**Extracted records:**
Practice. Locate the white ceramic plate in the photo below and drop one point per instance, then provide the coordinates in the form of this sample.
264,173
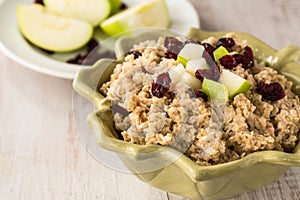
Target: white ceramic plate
17,48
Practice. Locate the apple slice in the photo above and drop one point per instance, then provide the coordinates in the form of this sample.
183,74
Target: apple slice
193,65
189,52
93,11
219,53
234,83
115,6
214,90
52,32
150,14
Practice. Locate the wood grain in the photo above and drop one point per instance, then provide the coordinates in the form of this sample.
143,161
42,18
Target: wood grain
41,156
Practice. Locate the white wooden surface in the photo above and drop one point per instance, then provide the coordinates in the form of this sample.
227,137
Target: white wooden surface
41,156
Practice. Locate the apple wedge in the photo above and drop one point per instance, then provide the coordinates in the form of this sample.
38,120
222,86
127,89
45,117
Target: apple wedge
150,14
52,32
189,52
219,53
234,83
93,11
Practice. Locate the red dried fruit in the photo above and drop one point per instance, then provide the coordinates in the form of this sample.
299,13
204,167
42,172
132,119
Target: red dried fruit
123,6
270,92
228,62
191,41
238,58
162,85
136,54
225,42
115,108
201,94
92,44
209,49
212,73
39,2
173,47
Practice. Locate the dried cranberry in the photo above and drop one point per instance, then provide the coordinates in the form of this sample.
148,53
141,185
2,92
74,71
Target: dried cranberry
209,48
39,2
270,92
162,85
248,58
238,58
225,42
136,54
115,108
76,60
228,62
173,47
123,6
201,94
92,44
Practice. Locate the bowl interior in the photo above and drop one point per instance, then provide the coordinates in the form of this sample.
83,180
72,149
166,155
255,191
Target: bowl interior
138,157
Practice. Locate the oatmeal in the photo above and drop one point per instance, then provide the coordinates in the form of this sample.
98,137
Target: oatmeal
158,99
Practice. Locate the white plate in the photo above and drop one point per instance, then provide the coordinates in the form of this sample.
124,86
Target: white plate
183,17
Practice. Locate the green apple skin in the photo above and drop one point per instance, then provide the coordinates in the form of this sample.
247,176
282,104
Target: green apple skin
234,83
214,90
93,11
52,32
142,15
115,6
219,53
189,52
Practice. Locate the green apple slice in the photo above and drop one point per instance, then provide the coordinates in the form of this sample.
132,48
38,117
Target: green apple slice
189,52
219,53
214,90
234,83
193,65
115,6
151,14
93,11
52,32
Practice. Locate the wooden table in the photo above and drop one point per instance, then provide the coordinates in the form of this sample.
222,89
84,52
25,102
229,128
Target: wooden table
41,156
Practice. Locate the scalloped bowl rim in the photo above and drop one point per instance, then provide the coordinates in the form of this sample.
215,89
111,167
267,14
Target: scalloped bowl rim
195,171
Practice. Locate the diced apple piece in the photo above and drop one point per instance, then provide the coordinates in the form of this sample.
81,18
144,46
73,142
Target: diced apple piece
93,11
234,83
219,53
214,90
193,65
189,52
150,14
115,6
52,32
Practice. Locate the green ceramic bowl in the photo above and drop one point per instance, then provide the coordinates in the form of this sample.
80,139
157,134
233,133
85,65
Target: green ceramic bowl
180,175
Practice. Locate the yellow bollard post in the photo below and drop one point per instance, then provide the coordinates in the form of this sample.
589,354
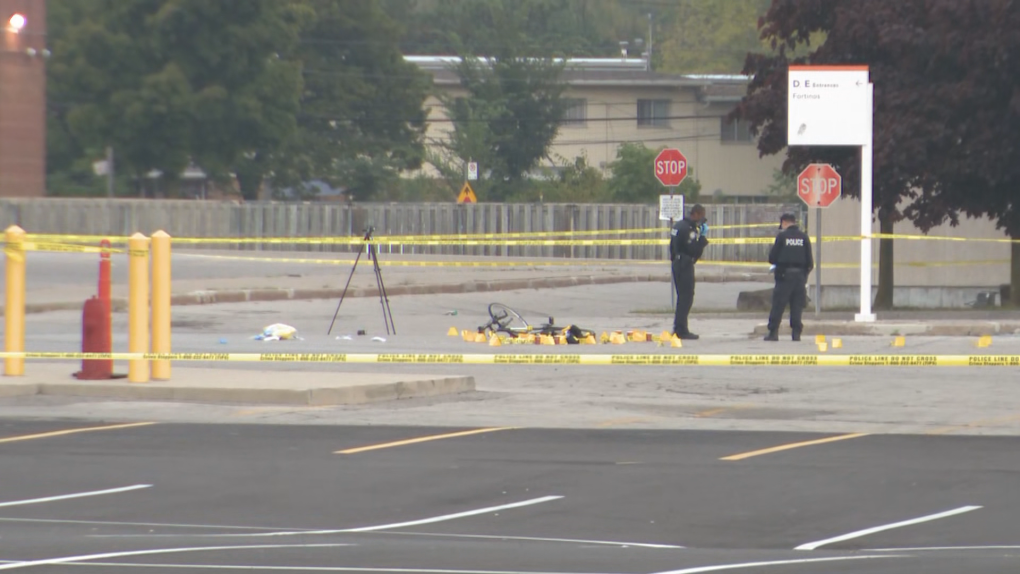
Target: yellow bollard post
161,303
138,306
13,338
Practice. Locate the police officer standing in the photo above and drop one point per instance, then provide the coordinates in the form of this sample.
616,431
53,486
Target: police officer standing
686,243
791,256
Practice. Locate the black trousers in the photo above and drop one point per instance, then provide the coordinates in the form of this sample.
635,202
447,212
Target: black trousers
791,289
683,281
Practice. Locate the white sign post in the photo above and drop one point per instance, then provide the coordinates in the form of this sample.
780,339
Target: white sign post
832,106
670,208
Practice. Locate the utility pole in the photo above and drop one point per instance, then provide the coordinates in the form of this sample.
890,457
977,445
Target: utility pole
109,171
649,65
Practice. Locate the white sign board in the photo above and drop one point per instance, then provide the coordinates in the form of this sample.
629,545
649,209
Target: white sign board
670,207
828,106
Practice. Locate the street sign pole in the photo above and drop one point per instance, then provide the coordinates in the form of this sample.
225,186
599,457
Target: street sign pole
672,283
866,315
818,261
833,105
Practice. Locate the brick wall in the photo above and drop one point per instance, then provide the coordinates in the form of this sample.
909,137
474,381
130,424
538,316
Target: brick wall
22,101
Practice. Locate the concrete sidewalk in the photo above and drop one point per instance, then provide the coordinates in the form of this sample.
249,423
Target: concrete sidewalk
247,386
56,282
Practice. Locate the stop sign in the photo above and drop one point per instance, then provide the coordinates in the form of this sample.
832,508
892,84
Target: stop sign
670,167
819,185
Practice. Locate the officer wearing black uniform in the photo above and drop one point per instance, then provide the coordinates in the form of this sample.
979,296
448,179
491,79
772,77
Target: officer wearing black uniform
686,243
791,256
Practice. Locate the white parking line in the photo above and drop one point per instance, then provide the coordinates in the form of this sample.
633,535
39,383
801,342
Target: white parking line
721,567
75,496
395,525
311,568
92,557
866,531
152,524
924,549
537,539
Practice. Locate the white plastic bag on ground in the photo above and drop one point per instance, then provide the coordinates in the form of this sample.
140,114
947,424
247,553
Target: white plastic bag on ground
277,331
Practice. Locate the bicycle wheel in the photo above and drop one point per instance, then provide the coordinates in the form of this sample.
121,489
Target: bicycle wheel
506,319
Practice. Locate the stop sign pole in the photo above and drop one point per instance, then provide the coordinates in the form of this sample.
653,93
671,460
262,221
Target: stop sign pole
832,105
818,187
670,167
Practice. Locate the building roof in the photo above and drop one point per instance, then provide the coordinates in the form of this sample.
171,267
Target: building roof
608,72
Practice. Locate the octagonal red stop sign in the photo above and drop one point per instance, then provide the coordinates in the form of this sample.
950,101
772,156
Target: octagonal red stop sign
670,167
819,185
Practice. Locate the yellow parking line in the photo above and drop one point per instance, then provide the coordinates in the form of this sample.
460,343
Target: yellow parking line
73,431
421,439
770,450
720,410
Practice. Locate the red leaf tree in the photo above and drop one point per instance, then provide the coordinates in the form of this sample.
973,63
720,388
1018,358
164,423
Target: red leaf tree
947,116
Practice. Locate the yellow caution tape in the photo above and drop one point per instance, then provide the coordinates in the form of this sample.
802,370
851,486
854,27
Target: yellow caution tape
67,248
556,359
939,238
497,239
445,237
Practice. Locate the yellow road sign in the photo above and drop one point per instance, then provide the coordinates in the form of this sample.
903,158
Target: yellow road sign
466,195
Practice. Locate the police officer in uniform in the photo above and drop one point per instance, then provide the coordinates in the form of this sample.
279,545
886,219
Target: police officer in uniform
686,243
791,256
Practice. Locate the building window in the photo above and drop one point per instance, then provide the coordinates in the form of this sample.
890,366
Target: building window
653,112
576,112
734,131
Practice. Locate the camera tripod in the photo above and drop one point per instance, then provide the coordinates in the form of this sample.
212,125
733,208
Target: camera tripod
384,299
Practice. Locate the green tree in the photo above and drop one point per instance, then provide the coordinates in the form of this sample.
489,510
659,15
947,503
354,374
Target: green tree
945,74
633,178
710,36
361,120
169,82
507,120
569,28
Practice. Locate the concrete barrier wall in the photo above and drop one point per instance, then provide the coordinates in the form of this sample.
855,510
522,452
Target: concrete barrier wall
270,219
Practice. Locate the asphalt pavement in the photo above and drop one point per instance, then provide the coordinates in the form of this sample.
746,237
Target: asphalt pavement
264,498
885,400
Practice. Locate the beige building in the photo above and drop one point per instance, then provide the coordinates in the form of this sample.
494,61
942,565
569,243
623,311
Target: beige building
616,101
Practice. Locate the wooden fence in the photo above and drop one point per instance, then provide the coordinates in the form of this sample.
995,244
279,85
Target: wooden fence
192,218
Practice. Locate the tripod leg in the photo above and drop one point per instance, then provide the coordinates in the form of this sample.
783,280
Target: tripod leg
349,277
384,298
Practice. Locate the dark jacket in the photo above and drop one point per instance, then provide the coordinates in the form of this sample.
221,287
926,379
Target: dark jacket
792,250
685,239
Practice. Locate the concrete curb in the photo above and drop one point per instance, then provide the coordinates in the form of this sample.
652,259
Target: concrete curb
850,328
249,295
314,396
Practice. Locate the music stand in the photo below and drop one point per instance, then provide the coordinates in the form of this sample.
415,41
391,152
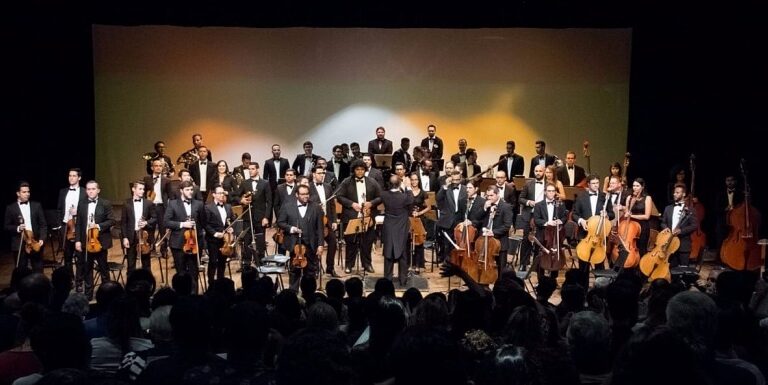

**Exercise:** The answer must be all the lines above that hold the word "below".

**Problem solution:**
Practice. Locate the white ceramic plate in the photo below and drop one point per instance, then provide the coordinates in the form of this sample.
Practice. Locate the yellow bollard post in the photo below and drop one point per instance, then provide the coordinates in the form of this sample.
Practice. Locate the music stand in the photo below and drop one point per instance, then provide the coordinates in the form of this sample.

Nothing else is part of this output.